> _TASK OBJECTIVE_
Write out the medical conference report from "The device currently" to "at ISET 2018.", word for word.

DOCUMENT PASSAGE: Begin

In the study, all patients underwent procedures performed through 10- to 16-Fr introducer sheaths. At 60 days, the primary safety endpoint (freedom from 30-day major adverse events) was achieved in all patients. Mean time to hemostasis after deployment of the closure device for patients not receiving heparin (n = 13) was 1 minute and 2 seconds. Of those, seven patients achieved instantaneous hemostasis. For the other 10 patients who did receive heparin, mean time to hemostasis was 2 minutes and 12 seconds. Additionally, the mean activated clotting time at deployment of the closure device was 218 seconds.

The device currently has premarket approval for use with 7- to 8-Fr introducer sheaths.

Session co-moderator John Rundback, MD (Holy Name Medical Center, Teaneck, NJ), noted that there is “clearly a big need [for innovative closure] as we expand the interventional armamentarium to include larger devices.”

Bioconvertible IVC Filter Associated With Low Rates of PE at 2 Years

In the second presentation, Michael Dake, MD (University of Arizona Health Sciences, Tucson), presented a 2-year analysis of the multicenter SENTRY clinical trial, which is testing safety and efficacy of the BTG Sentry (BTG) fully bioconvertible IVC filter. Earlier results from the study were released at ISET 2018.

DOCUMENT PASSAGE: End
INFORMATION GIVEN: Begin

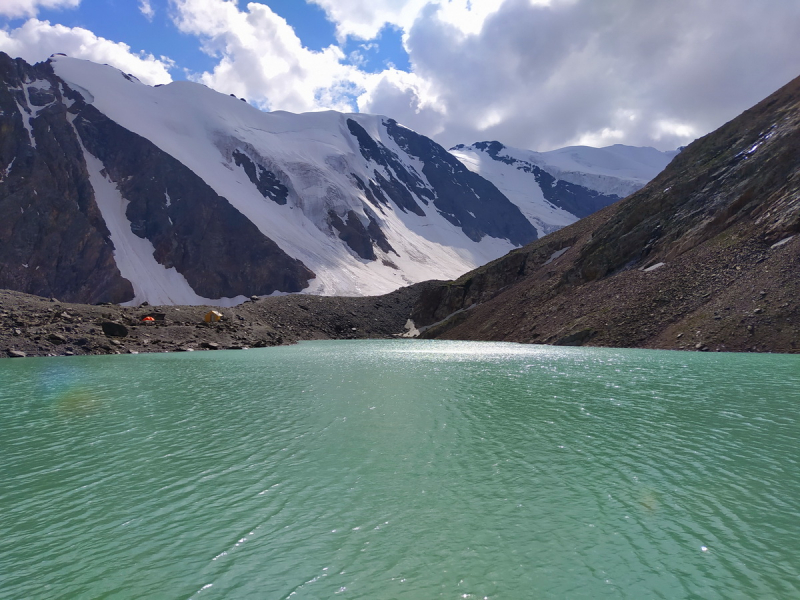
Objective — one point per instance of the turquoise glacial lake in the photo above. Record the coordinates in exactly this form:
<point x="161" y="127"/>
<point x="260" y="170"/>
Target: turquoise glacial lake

INFORMATION GIVEN: End
INFORMATION GIVEN: Begin

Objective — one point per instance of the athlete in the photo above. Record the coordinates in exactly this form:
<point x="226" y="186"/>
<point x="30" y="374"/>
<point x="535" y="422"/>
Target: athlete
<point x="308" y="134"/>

INFORMATION GIVEN: End

> _EXERCISE SOLUTION_
The device currently has premarket approval for use with 7- to 8-Fr introducer sheaths.

Session co-moderator John Rundback, MD (Holy Name Medical Center, Teaneck, NJ), noted that there is “clearly a big need [for innovative closure] as we expand the interventional armamentarium to include larger devices.”

Bioconvertible IVC Filter Associated With Low Rates of PE at 2 Years

In the second presentation, Michael Dake, MD (University of Arizona Health Sciences, Tucson), presented a 2-year analysis of the multicenter SENTRY clinical trial, which is testing safety and efficacy of the BTG Sentry (BTG) fully bioconvertible IVC filter. Earlier results from the study were released at ISET 2018.